(Work item)
Every line of the data must be copied exactly.

(The records)
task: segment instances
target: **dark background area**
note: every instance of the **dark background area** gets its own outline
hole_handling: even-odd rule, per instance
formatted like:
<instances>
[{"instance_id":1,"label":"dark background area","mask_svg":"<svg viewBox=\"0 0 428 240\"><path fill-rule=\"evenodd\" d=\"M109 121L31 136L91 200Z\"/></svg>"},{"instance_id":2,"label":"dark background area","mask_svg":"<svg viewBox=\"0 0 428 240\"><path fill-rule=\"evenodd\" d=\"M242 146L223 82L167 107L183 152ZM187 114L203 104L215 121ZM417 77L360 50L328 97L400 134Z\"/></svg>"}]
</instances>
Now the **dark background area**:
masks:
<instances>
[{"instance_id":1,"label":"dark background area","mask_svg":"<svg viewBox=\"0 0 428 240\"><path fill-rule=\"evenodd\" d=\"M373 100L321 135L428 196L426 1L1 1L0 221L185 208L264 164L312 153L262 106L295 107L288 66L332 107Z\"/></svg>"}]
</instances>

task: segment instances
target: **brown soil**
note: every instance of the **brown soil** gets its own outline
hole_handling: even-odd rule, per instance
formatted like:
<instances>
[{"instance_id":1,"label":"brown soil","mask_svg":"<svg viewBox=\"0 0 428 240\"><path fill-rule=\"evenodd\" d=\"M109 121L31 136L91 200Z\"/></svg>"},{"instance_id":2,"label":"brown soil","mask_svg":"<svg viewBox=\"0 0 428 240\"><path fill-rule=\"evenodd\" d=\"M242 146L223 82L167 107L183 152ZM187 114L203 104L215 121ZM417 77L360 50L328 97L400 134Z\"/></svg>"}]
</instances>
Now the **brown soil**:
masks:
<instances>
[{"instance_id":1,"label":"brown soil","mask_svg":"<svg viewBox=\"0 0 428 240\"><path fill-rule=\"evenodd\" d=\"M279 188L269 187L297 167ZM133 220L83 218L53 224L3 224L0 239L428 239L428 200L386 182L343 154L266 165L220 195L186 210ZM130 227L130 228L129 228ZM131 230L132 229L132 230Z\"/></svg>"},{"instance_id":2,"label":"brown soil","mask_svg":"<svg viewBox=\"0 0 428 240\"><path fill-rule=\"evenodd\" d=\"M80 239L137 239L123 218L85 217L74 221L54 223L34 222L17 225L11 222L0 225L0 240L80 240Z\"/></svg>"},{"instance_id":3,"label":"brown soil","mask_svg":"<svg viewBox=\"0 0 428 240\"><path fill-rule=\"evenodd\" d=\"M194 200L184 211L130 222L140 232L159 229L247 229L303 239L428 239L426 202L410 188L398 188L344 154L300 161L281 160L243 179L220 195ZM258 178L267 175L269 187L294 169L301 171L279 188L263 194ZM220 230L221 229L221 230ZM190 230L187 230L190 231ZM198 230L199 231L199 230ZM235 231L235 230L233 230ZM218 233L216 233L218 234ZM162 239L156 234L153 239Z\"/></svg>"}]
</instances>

(Answer space)
task: segment instances
target: **dark background area**
note: every instance of the **dark background area** gets its own outline
hole_handling: even-odd rule, per instance
formatted like:
<instances>
[{"instance_id":1,"label":"dark background area","mask_svg":"<svg viewBox=\"0 0 428 240\"><path fill-rule=\"evenodd\" d=\"M109 121L31 136L91 200Z\"/></svg>"},{"instance_id":2,"label":"dark background area","mask_svg":"<svg viewBox=\"0 0 428 240\"><path fill-rule=\"evenodd\" d=\"M242 146L223 82L167 107L183 152ZM187 114L203 104L215 121ZM417 77L360 50L328 97L400 134Z\"/></svg>"}]
</instances>
Now the **dark background area**:
masks:
<instances>
[{"instance_id":1,"label":"dark background area","mask_svg":"<svg viewBox=\"0 0 428 240\"><path fill-rule=\"evenodd\" d=\"M373 100L321 135L428 196L426 1L1 1L0 221L185 208L264 164L312 153L262 106L295 107L288 66L332 107Z\"/></svg>"}]
</instances>

task: segment instances
target: **brown soil**
note: every instance of the **brown soil** gets its own outline
hole_handling: even-odd rule, per instance
formatted like:
<instances>
[{"instance_id":1,"label":"brown soil","mask_svg":"<svg viewBox=\"0 0 428 240\"><path fill-rule=\"evenodd\" d=\"M109 121L31 136L91 200Z\"/></svg>"},{"instance_id":2,"label":"brown soil","mask_svg":"<svg viewBox=\"0 0 428 240\"><path fill-rule=\"evenodd\" d=\"M242 146L223 82L167 107L183 152ZM187 114L203 104L215 121ZM417 77L360 50L328 97L400 134Z\"/></svg>"}]
</instances>
Now the **brown soil**:
masks:
<instances>
[{"instance_id":1,"label":"brown soil","mask_svg":"<svg viewBox=\"0 0 428 240\"><path fill-rule=\"evenodd\" d=\"M279 188L269 187L297 167ZM133 220L83 218L53 224L3 224L0 239L428 239L428 200L386 182L343 154L266 165L220 195L186 210ZM130 227L130 228L129 228ZM131 230L132 229L132 230Z\"/></svg>"},{"instance_id":2,"label":"brown soil","mask_svg":"<svg viewBox=\"0 0 428 240\"><path fill-rule=\"evenodd\" d=\"M80 239L137 239L123 218L85 217L74 221L54 223L34 222L17 225L11 222L0 225L0 240L80 240Z\"/></svg>"},{"instance_id":3,"label":"brown soil","mask_svg":"<svg viewBox=\"0 0 428 240\"><path fill-rule=\"evenodd\" d=\"M194 200L184 211L130 222L140 232L159 229L247 229L303 239L428 239L426 202L410 188L398 188L344 154L300 161L281 160L243 179L220 195ZM258 178L267 175L269 187L294 169L301 171L279 188L263 194ZM220 230L221 229L221 230ZM190 230L187 230L190 231ZM198 230L199 231L199 230ZM235 231L235 230L233 230ZM218 233L216 233L218 234ZM162 239L156 234L153 239Z\"/></svg>"}]
</instances>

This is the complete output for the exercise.